-- Document extract --
--

Most of the girls (a term they preferred to “women”) worked the Lower East Side around Allen and Delancey. Many were well educated; they were also among the dirtiest and most degraded of the working girls. Diana had been an upper-class British vet, specializing in horses. Another had been a dentist. Julie, a petite redhead, had as identification a New York Public Library card. She got tested but refused to learn her results. Chiara came from a wealthy Milanese family and had battled severe anorexia and bulimia for more than 10 years. She’d sought treatment in a New York City eating disorders hospital where another patient had told her heroin stopped bulimia. Nothing, she said, was worse than the hell of bulimia, not even ending up homeless, hooking to pay for her next fix. In early 1990, Julie disappeared. Then others. Not unusual. Sometime in 1991, the girls on the Lower East Side started whispering about a pervert who killed. Street prostitutes are murdered all the time.
During the winter of 1989, a working girl entered the van on Broadway in the 90s. Trembling, she showed me her savagely bruised neck and pointed to a collegiate-looking guy in aviator glasses: “He tried to strangle me during sex. He’s tried on other girls, too.” I told Dr X. She wasn’t interested — goes with the work.
We continued going out on the van, with Dr. X treating many girls in her office, getting them on Medicaid and into detox and rehab when they asked. Days off, I continued my explorations of “new” neighborhoods I’d seen only at night. After four years, I became badly depressed. Despite her good work, Dr. X had a vile and abusive temper. Working in an environment of pervasive despair had tainted my view of life. I didn’t have the commitment required, as did others on the team, many of whom were recovered addicts and prostitutes. I did some grant writing and left.

--

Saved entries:
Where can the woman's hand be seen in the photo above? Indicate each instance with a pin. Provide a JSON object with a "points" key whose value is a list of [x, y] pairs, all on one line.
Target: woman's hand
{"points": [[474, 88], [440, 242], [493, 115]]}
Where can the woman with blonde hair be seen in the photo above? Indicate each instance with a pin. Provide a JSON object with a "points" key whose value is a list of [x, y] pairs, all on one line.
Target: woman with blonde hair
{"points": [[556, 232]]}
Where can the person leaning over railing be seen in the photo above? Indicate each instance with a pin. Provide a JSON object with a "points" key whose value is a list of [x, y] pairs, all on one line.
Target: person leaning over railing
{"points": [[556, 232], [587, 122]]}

--

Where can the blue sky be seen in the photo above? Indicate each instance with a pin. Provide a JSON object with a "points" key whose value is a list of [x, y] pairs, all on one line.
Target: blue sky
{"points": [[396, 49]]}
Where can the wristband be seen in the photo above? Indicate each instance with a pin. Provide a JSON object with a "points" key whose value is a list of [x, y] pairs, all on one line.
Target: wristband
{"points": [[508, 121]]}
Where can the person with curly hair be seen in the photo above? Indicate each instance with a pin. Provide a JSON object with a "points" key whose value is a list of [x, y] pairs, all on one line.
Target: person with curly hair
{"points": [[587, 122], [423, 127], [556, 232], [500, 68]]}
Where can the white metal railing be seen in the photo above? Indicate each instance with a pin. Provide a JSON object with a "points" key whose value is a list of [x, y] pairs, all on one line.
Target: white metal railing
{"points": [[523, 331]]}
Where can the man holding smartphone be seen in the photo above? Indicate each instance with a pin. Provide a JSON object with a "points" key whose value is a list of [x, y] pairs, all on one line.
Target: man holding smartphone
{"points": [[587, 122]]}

--

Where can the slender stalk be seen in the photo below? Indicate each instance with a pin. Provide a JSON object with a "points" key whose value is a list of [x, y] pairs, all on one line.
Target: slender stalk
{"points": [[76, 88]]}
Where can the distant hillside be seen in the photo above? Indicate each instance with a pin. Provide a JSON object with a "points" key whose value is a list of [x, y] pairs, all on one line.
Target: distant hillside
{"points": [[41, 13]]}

--

-- Required action 1 --
Please copy the street outreach memoir word for word from "We continued going" to "writing and left.".
-- Required action 2 --
Using the street outreach memoir, answer these questions:
(a) What had Diana done for a living before?
(b) What did Julie carry as identification?
(c) How long did the narrator work before becoming badly depressed?
-- Required action 3 --
Continue the street outreach memoir from its final sentence.

-- Final answer 1 --
We continued going out on the van, with Dr. X treating many girls in her office, getting them on Medicaid and into detox and rehab when they asked. Days off, I continued my explorations of “new” neighborhoods I’d seen only at night. After four years, I became badly depressed. Despite her good work, Dr. X had a vile and abusive temper. Working in an environment of pervasive despair had tainted my view of life. I didn’t have the commitment required, as did others on the team, many of whom were recovered addicts and prostitutes. I did some grant writing and left.

-- Final answer 2 --
(a) She had been an upper-class British vet who specialized in horses.
(b) A New York Public Library card.
(c) Four years.

-- Final answer 3 --
Then at 3:15 a.m. on June 28, 1993, a traffic violation arrest was made for a van on Long Island; a dismembered body was found in the back and Joel Rifkin subsequently confessed to murdering 17 prostitutes (in all, probably more), including Julie, whose body has never been found. Detectives began arriving at my door with photo-album scrapbooks: Did I recognize this arm, this leg, this torso or tattoo? With each visit, the scrapbook grew thicker. The dedication shown by the detectives was nothing short of awesome.
It had been Rifkin I’d glimpsed on Broadway just before he began his killing rampage and it had been his malodorous white van I’d seen parked on Jane St. with the sticker “Sticks and Stones May Break My Bones But Whips and Chains Excite Me” a year before his arrest. He is now serving 203 years for his acts. After Rifkin, other detectives arrived with snuff videos, torture films, cadaver and body-part photos. Eventually, I was no longer of use, having been away from “the life” too long.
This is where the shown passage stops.